> _Given problem A_: In the caching guide, rewrite the paragraph beginning "When working with large data" as a short bulleted list that keeps its main facts.
> _Given problem B_:
Answer these questions using the caching guide, one answer per line, marked the same way:
(i) In what file format is cached data saved?
(ii) How large is the file used in the caching example?
(iii) Which option controls whether the entire table or individual queries are cached?
> _Given problem C_: Go on with the caching guide from the point where it stops.

> _Document extract_:
How to use cache#

What does this guide solve?

This guide will show you how to locally cache data to speed up reloading from a remote Source.

Caching file#

When working with large data in a non-optional file format, creating a local cache can be advantageous to save time when reloading the data. Caching a Source is done by using cache_dir followed by a directory. If the directory does not exist, it will be created. The data will be saved as parquet files in the cache directory and the schema will be stored as a JSON file.

Below is an example of caching a 370 MB file that consists of almost 12 million rows.

Warning

The initial load can take a couple of minutes as the file needs to be downloaded and cached first.

YAML

sources:
  large_source:
    type: file
    cache_dir: cache
    tables:
      large_table: https://s3.amazonaws.com/datashader-data/nyc_taxi_wide.parq
    kwargs:
      engine: fastparquet

layouts:
  - title: Table
    source: large_source
    views:
      - type: table
        table: large_table

Python

from lumen.pipeline import Pipeline

data_url = "https://s3.amazonaws.com/datashader-data/nyc_taxi_wide.parq"
pipeline = Pipeline.from_spec(
    {
        "source": {
            "type": "file",
            "cache_dir": "cache",
            "tables": {"large_table": data_url},
            "kwargs": {"engine": "fastparquet"},
        },
    }
)
pipeline.data

Depending on the source type data caching will cache the entire table or individual queries. Using the cache_per_query option you can toggle this behavior.

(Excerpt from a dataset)
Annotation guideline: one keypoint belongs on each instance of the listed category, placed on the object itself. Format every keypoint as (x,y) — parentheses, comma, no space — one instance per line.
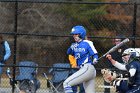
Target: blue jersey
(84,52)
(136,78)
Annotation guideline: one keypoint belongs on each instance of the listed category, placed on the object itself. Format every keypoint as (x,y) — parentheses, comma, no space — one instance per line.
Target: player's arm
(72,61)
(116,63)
---
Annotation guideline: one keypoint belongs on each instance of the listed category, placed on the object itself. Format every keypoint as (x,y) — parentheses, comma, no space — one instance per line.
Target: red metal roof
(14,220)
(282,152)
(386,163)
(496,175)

> _Result A_:
- A local cache can save time when reloading large data stored in a non-optional file format.
- A Source is cached by setting cache_dir to a directory.
- If that directory does not exist, it is created.
- The data is saved as parquet files in the cache directory, and the schema is stored as a JSON file.

> _Result B_:
(i) Parquet files.
(ii) 370 MB, with almost 12 million rows.
(iii) cache_per_query.

> _Result C_:
Note

Lumen’s cache can be added to all source types.

Precaching#

Sources that support caching per query can be made to pre-cache specific Filter and SQLTransform combinations. To enable pre-caching you must initialize a Pipeline and then either programmatically request to populate the pre-cache OR supply the pre-cache configuration as part of the YAML specification.

A pre-cache definitions can take one of two forms

A dictionary containing ‘filters’ and ‘variables’ dictionaries each containing lists of values to compute a cross-product for, e.g.

{
    'filters': {
        <filter>': ['a', 'b', 'c', ...],
        ...
    },
    'variables':
        <variable>: [0, 2, 4, ...],
        ...
    }
}

A list containing dictionaries of explicit values for each filter and variables.

[
    {
        'filters': {<filter>: 'a'},
        'variables': {<variable>: 0}
    },
    {
        'filters': {<filter>: 'a'},
        'variables': {<variable>: 1}
    },
    ...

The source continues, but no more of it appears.